What needs to be done:
Produce an exact copy of the lines from the line that contains "Practice. Put a dot on the white blossom" to the end of the listing below.

+++

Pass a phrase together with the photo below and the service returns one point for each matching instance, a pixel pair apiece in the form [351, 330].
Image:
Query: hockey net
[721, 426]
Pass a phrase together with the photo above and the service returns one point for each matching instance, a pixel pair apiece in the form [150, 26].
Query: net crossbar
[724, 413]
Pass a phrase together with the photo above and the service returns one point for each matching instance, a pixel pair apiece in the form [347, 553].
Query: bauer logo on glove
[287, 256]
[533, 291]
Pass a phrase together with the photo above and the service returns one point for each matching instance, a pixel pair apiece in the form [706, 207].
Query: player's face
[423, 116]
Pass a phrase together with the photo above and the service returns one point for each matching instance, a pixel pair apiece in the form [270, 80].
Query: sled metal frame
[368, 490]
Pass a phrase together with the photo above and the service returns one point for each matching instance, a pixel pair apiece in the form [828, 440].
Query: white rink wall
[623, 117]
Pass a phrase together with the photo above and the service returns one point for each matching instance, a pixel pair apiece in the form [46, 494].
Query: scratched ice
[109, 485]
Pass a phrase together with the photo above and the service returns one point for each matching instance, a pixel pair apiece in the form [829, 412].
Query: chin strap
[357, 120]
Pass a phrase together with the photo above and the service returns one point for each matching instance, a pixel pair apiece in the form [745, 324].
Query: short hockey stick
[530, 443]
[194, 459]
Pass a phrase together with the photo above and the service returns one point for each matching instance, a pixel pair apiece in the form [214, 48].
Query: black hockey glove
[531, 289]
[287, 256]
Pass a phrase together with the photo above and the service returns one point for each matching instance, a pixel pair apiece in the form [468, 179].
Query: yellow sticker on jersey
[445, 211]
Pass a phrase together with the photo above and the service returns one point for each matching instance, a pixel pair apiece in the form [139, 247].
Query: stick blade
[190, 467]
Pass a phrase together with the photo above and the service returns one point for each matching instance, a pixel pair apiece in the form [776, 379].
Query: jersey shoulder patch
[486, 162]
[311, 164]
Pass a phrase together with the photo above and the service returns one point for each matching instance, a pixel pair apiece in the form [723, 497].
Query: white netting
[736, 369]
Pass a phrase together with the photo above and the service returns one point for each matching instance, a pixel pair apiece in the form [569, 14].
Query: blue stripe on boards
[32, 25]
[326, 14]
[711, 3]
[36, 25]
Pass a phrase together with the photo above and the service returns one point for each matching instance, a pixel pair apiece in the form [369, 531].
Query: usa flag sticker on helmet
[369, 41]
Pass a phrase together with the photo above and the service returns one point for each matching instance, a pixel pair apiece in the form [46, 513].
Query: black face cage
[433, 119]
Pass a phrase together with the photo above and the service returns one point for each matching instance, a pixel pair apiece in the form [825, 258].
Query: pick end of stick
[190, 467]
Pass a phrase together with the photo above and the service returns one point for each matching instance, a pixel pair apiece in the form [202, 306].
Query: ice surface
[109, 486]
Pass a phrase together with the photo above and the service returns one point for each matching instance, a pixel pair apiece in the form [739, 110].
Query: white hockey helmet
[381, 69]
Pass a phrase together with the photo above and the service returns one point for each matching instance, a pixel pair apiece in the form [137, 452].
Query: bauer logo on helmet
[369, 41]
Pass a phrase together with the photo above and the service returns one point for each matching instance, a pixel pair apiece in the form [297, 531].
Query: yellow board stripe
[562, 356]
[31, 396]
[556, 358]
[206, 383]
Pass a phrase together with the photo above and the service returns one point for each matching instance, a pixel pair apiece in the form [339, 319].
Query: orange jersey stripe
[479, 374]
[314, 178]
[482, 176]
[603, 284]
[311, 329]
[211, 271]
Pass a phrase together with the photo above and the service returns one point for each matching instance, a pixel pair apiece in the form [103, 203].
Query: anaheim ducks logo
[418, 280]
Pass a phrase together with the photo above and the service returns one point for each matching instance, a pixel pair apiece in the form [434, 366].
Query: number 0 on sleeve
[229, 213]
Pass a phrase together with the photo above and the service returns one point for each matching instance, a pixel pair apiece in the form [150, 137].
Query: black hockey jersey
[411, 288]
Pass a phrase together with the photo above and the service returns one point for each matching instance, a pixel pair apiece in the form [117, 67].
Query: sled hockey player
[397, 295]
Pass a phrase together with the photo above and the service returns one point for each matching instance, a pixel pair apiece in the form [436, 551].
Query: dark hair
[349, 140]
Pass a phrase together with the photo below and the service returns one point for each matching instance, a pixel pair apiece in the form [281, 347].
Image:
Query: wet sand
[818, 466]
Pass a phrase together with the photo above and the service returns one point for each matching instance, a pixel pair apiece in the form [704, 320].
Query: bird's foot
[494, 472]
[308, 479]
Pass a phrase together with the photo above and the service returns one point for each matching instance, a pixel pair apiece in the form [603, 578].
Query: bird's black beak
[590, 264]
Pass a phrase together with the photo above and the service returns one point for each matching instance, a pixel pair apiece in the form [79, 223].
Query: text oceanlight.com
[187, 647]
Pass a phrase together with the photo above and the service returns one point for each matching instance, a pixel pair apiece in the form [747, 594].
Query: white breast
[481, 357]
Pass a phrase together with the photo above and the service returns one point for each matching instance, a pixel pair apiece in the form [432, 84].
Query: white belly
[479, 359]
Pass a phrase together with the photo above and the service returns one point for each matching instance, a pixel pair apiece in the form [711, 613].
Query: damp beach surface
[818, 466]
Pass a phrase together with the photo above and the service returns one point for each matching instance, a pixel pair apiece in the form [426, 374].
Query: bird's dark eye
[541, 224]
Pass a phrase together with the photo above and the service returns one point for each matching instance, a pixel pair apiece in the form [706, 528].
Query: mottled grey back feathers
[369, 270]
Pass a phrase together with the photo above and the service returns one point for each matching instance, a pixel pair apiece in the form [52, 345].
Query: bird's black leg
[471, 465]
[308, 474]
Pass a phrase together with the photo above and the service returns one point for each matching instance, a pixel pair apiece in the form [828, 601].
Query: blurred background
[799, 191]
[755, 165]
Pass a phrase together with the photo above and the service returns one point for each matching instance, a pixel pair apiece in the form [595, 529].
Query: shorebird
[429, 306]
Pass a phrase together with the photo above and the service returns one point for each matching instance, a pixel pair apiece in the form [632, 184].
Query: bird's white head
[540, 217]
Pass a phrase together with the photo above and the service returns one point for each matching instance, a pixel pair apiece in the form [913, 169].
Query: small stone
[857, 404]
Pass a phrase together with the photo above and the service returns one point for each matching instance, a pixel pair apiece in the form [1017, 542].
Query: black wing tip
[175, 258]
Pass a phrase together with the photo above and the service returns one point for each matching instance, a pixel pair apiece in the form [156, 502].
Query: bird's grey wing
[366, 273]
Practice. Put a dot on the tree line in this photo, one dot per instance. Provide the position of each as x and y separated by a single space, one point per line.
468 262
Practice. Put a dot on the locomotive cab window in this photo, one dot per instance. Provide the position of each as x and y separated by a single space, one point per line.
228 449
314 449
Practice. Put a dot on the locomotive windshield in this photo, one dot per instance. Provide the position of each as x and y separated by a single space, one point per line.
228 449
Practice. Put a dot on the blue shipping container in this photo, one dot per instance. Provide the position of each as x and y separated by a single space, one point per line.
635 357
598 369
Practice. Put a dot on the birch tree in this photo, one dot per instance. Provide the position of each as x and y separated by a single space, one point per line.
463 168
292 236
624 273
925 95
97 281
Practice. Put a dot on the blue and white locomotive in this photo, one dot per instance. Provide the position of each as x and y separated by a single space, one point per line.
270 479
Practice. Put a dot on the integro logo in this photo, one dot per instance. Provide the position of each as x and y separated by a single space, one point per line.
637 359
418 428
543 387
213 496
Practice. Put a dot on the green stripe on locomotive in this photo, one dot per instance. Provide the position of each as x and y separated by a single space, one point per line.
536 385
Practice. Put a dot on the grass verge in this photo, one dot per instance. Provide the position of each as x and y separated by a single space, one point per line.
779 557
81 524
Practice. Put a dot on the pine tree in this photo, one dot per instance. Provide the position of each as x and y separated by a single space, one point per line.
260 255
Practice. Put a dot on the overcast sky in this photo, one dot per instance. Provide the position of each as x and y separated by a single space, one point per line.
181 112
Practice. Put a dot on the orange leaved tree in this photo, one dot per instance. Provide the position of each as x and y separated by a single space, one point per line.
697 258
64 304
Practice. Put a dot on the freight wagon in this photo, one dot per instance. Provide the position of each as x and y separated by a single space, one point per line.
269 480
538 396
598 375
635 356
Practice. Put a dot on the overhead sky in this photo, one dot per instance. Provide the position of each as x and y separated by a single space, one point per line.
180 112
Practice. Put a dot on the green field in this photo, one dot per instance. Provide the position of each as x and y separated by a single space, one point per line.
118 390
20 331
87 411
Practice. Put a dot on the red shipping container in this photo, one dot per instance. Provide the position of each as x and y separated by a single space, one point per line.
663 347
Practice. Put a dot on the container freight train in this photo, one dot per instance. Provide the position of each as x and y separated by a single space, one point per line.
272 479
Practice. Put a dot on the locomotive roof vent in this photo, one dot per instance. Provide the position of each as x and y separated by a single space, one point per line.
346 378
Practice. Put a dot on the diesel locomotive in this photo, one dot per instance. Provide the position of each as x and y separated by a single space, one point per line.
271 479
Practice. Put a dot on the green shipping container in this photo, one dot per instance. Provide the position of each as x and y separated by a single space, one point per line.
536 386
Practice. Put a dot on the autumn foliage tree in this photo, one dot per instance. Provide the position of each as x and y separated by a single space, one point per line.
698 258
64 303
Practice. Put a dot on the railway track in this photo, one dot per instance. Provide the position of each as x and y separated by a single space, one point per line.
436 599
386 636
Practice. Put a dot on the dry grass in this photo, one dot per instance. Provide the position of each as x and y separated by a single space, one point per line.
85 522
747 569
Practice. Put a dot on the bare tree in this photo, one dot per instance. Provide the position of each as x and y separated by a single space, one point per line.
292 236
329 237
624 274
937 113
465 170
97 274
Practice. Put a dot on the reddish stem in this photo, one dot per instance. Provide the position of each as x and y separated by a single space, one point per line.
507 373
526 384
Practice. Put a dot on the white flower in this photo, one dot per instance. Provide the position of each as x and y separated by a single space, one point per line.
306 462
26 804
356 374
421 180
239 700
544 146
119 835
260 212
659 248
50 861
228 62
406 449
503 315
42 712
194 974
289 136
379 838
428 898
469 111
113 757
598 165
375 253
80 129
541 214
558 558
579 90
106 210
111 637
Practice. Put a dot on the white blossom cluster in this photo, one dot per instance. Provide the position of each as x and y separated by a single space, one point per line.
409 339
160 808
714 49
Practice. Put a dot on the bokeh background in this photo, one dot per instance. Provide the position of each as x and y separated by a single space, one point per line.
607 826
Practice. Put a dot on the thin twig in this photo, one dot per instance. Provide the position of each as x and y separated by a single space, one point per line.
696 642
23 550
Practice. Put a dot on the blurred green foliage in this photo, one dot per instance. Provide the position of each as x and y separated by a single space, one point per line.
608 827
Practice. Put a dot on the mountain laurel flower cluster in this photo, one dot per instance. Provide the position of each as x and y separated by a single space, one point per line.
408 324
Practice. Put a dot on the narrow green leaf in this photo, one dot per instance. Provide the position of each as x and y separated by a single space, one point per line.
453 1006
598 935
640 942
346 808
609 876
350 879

+++

Correct result:
Practice. Put a dot on the white blossom cluster in this photo, one dot per instance. Provide the position of each as x and y separated by a single space, one point per line.
409 339
160 808
714 49
Practice. Put a dot on the bokeh background in this photo, one dot per instance. Provide the position of each as x and y separated by a single space, one point per line.
607 826
Practice. Put a dot on the thin twig in this photo, one dot per instance. Provide the position of each as x and y separated by a single space, one point per line.
696 642
23 550
Practice. Put a dot on the blurred green foliage in this photo, one dot per instance. Provide the position of each as x and y separated by a single space, one point per line.
608 827
Practice. Put a dot on the mountain laurel flower cluster in this photo, one dot per instance. Provide the position of each as x and y separated by a single space, one point per line.
408 324
Practice. Put a dot on the narrow green leaf in this photo, one dot per instance. Provide the position of each as x and y separated by a single space, one point per line.
453 1006
598 935
640 942
346 808
609 876
350 879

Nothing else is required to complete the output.